__Brief__
Count the lines in the records below that contain the string "window", with case counting, and reply with the number alone.

__Supplied records__
■ ■ ■ ■ ■

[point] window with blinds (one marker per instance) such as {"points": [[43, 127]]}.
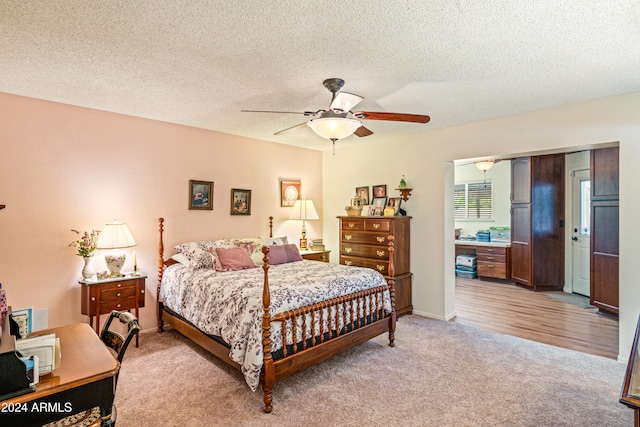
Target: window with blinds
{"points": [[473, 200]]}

■ ■ ■ ■ ■

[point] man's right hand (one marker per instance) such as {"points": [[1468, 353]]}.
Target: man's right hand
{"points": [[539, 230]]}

■ ■ ■ ■ ■

__Answer__
2